Input:

---*---

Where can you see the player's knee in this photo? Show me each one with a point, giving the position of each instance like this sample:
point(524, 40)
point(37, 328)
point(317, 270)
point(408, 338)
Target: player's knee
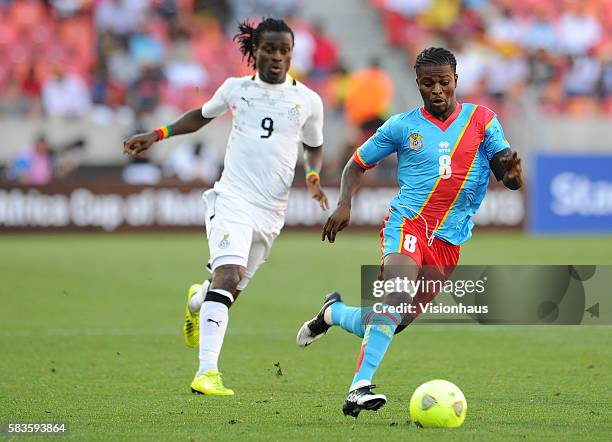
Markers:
point(227, 277)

---*---

Can you copy out every line of the items above, requests included, with the point coordinates in the answers scaled by 2.5 and rounded to whole numbers, halves rounding up? Keep the numbers in the requests and their sample points as they are, and leave the pictures out.

Full solution:
Where can you see the player's knee in this photo? Show me each one with a point, giving the position of each instance like this sample:
point(524, 40)
point(37, 328)
point(317, 270)
point(408, 338)
Target: player's knee
Markers:
point(568, 693)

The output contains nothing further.